◆ **Input rows**
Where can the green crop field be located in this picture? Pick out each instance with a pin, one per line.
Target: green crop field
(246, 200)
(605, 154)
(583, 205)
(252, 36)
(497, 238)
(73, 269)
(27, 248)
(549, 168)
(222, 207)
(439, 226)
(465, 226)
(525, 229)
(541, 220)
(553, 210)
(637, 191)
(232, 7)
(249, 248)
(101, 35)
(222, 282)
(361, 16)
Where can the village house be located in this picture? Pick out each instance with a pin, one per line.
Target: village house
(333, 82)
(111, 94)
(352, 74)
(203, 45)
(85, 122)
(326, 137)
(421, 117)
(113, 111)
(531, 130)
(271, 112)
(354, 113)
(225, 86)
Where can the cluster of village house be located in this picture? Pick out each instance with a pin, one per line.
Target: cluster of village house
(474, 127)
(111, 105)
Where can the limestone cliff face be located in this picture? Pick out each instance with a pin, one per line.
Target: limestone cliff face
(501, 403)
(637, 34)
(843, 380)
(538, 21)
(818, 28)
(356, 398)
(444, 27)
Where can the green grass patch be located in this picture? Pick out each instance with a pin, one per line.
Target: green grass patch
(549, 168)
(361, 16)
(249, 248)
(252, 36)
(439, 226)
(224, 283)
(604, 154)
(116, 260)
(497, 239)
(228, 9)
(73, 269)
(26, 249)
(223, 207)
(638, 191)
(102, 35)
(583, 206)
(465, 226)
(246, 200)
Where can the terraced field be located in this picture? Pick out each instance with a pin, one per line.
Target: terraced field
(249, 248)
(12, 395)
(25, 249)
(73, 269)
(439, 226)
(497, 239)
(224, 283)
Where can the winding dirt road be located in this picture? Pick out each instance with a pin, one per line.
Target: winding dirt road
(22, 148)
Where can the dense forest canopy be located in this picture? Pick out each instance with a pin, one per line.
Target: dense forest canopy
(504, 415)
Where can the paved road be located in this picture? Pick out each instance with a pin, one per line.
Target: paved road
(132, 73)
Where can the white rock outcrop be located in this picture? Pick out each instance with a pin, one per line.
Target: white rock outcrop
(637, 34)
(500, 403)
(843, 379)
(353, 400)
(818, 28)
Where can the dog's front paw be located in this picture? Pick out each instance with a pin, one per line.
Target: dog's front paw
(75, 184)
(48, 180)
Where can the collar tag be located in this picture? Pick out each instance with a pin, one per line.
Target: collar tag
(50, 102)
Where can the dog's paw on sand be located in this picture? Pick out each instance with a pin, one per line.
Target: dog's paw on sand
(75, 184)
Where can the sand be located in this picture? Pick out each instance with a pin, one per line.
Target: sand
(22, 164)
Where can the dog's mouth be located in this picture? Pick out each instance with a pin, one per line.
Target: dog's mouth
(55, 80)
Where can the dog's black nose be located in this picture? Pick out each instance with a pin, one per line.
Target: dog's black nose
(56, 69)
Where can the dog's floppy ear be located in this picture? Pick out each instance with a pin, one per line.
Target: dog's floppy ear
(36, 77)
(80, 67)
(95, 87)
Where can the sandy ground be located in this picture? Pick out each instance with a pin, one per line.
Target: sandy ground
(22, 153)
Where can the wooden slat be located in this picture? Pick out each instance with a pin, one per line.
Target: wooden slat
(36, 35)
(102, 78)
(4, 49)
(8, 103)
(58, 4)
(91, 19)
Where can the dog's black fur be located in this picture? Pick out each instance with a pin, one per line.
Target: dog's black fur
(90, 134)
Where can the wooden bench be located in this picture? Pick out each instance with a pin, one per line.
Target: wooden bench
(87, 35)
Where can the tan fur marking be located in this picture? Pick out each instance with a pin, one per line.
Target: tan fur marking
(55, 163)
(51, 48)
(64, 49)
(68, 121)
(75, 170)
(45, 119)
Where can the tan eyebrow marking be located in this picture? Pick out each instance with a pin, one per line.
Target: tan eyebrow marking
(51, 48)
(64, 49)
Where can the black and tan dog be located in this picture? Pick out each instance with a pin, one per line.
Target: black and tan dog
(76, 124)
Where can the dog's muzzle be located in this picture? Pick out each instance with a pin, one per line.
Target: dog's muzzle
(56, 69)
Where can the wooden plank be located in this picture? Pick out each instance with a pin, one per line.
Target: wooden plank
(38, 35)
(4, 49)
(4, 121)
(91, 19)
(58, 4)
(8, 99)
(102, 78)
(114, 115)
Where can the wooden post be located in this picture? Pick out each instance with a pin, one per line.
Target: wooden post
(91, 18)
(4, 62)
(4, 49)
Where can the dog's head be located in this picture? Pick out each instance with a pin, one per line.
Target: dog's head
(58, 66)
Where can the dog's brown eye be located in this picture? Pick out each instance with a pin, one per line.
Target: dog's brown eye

◆ **Given instruction**
Can you rewrite all of the lines above, changing "pin" to "marker" everywhere and leaving everything else the same?

◆ **Result of this exercise**
Where can the green crop field be located in this picture? Pick out each instance with a marker, one per line.
Target: green crop field
(246, 200)
(605, 154)
(583, 205)
(252, 36)
(497, 238)
(73, 269)
(27, 248)
(549, 168)
(222, 207)
(439, 226)
(465, 226)
(525, 229)
(541, 220)
(553, 210)
(637, 191)
(232, 7)
(249, 248)
(101, 35)
(222, 282)
(361, 16)
Where can the village house be located in this picture? Pick out each instance with a marker, one per line.
Target: village house
(333, 82)
(111, 94)
(352, 74)
(203, 45)
(85, 122)
(326, 137)
(421, 117)
(113, 111)
(531, 130)
(271, 112)
(354, 113)
(225, 86)
Where can the cluster of village house be located in this picture? Pick out each instance with a marker, one per line.
Target: cluster of village house
(474, 127)
(111, 105)
Where can the limestone cliff face be located in this picture? Pick out each instance with a marker, one per line.
Target: limestone cliff face
(501, 403)
(637, 34)
(843, 380)
(538, 21)
(818, 28)
(356, 398)
(444, 27)
Where can the green grass patch be located in this picture? Pick out each instance with a marker, one per line.
Target: green grass patch
(549, 168)
(361, 16)
(249, 248)
(252, 36)
(439, 226)
(224, 283)
(604, 154)
(116, 260)
(497, 239)
(228, 9)
(73, 269)
(26, 249)
(223, 207)
(638, 191)
(102, 35)
(583, 206)
(465, 226)
(246, 200)
Where can the terraced field be located in this picture? Pick out each instance with a marker, one per line.
Target: terraced field
(249, 248)
(12, 395)
(25, 249)
(73, 269)
(439, 226)
(497, 239)
(224, 283)
Where can the winding dirt road be located in this picture? Pick out each instance with a marker, one per line.
Target: winding dirt road
(22, 148)
Where can the dense forest canopy be located in this picture? Pick out each instance with a marker, one per line.
Target: dense forest canopy
(504, 415)
Where can the paved road be located in this picture? Pick out each instance with a marker, one per line.
Target: paved road
(132, 73)
Where can the white rock outcrop be located in this picture? Pick out each instance with a marker, one per line.
Target: white rock outcrop
(637, 34)
(500, 403)
(843, 379)
(353, 400)
(818, 28)
Where can the dog's front paw be located in this picture? Pick out each instance with a marker, one per line.
Target: dog's front paw
(75, 184)
(48, 180)
Where can the collar tag be located in this picture? Pick out each instance with a marker, one per line.
Target: collar tag
(50, 102)
Where can the dog's paw on sand be located in this picture? Pick out each instance with a marker, one per line.
Target: dog's paw on sand
(75, 184)
Where can the sand be located in this picture? Pick out each instance with a marker, one per line.
Target: sand
(22, 164)
Where can the dog's mouth be located in this picture? Pick out each instance with a marker, one per line.
Target: dog's mouth
(55, 80)
Where can the dog's black nose be located in this picture? Pick out each instance with a marker, one per line.
Target: dog's black nose
(56, 69)
Where can the dog's floppy ear be located in this picture? Pick out each instance with a marker, one per line.
Target: dog's floppy ear
(36, 77)
(80, 67)
(95, 87)
Where can the sandy ground be located in this picture? Pick out each instance with a marker, one per line.
Target: sandy ground
(22, 153)
Where can the wooden slat be located in this picture? Pick out each instance with a marker, one per line.
Target: wooden slat
(36, 35)
(102, 78)
(4, 49)
(8, 103)
(58, 4)
(91, 19)
Where can the dog's black fur be located in this picture? Pick out each instance with a marker, one per line.
Target: dog's black fur
(90, 134)
Where can the wooden bench be located in this picture? Pick out each instance with a marker, one per line.
Target: wooden bench
(87, 35)
Where can the tan fur marking be located in this picture? Pick out each instance with a marker, one per line.
Target: tan fur marking
(55, 163)
(51, 48)
(64, 49)
(68, 121)
(75, 170)
(45, 119)
Where can the tan eyebrow marking be located in this picture? Pick out each instance with a marker, one per line.
Target: tan eyebrow marking
(51, 48)
(64, 49)
Where can the black and tan dog be located in this picture? Pick out each instance with a marker, one per line.
Target: black and tan dog
(76, 124)
Where can the dog's muzzle be located in this picture? Pick out each instance with a marker, one per line.
Target: dog's muzzle
(56, 69)
Where can the wooden plank be located in this picture? Pick out each instance with a marker, one per line.
Target: wooden plank
(38, 35)
(4, 49)
(4, 121)
(91, 19)
(58, 4)
(8, 99)
(102, 78)
(114, 115)
Where can the wooden post be located in this picture? Pick out each instance with a marker, one per line.
Target: wooden post
(91, 18)
(4, 62)
(4, 49)
Where can the dog's head be located in this picture? Pick out each instance with a marker, one per line.
Target: dog's head
(58, 66)
Where can the dog's brown eye be located in this picture? Pick out each instance with a marker, one per line.
Target: dog's brown eye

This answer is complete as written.